--- TASK INSTRUCTIONS ---
From the line that contains "the tree, then" to the last line of the records below, copy everything exactly, both ends included.

--- RECORDS FOR PROCESSING ---
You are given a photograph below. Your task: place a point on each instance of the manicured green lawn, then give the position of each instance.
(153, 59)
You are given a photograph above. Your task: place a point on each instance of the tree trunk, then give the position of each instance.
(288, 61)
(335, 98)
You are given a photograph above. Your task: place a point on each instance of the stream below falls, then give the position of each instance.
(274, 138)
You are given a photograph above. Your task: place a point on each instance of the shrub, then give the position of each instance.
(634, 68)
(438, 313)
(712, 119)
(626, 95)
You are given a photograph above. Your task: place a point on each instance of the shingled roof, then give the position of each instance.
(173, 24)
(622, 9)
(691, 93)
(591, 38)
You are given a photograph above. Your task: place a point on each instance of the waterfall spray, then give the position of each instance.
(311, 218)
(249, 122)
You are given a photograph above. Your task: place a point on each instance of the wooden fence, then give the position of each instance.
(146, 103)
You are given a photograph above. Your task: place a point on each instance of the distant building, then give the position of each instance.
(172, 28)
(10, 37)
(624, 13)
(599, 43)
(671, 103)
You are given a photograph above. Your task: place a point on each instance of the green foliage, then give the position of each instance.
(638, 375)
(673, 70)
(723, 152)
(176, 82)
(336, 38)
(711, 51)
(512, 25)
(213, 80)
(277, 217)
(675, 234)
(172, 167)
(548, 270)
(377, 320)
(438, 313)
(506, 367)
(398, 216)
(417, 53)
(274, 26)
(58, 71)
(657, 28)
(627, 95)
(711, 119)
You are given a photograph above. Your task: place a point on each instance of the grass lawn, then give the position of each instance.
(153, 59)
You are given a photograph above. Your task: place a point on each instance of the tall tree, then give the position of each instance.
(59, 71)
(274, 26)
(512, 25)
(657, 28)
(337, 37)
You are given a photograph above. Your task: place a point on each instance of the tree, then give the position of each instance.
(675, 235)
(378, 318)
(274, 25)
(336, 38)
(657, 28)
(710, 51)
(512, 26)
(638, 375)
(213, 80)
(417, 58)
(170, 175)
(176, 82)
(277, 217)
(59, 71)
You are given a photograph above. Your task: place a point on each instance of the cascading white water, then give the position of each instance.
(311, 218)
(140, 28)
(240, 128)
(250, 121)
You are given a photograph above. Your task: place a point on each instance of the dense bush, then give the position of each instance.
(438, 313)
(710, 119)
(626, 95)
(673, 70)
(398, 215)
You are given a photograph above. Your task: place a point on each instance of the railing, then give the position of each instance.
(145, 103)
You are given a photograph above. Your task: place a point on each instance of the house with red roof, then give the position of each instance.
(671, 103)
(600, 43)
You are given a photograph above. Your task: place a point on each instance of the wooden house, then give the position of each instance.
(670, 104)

--- ANSWER FOR THIS EXERCISE ---
You are given a photograph above. Your task: place a point on each instance of the tree, then give the position of each instance.
(675, 235)
(378, 318)
(274, 25)
(336, 38)
(657, 28)
(710, 51)
(512, 26)
(638, 375)
(213, 80)
(417, 58)
(170, 175)
(176, 82)
(277, 217)
(59, 71)
You are given a photograph above. Your task: place a point on each instance of the cascading white water, then give the position of each instance.
(311, 218)
(140, 28)
(240, 128)
(250, 121)
You are given a photograph above. Your task: place a point on each instance of the dense bush, then give the position of each instance.
(438, 313)
(710, 119)
(626, 95)
(673, 70)
(398, 215)
You are given a photograph above. Your task: place a point on each instance of the railing, then give the position of each instance.
(145, 103)
You are given a photograph above. Your task: place a point on each instance of the house with red roof, then give the position of each instance.
(671, 103)
(600, 43)
You are given a photograph above. Your task: place a point on each instance of the wooden house, then give the position of each instance.
(670, 104)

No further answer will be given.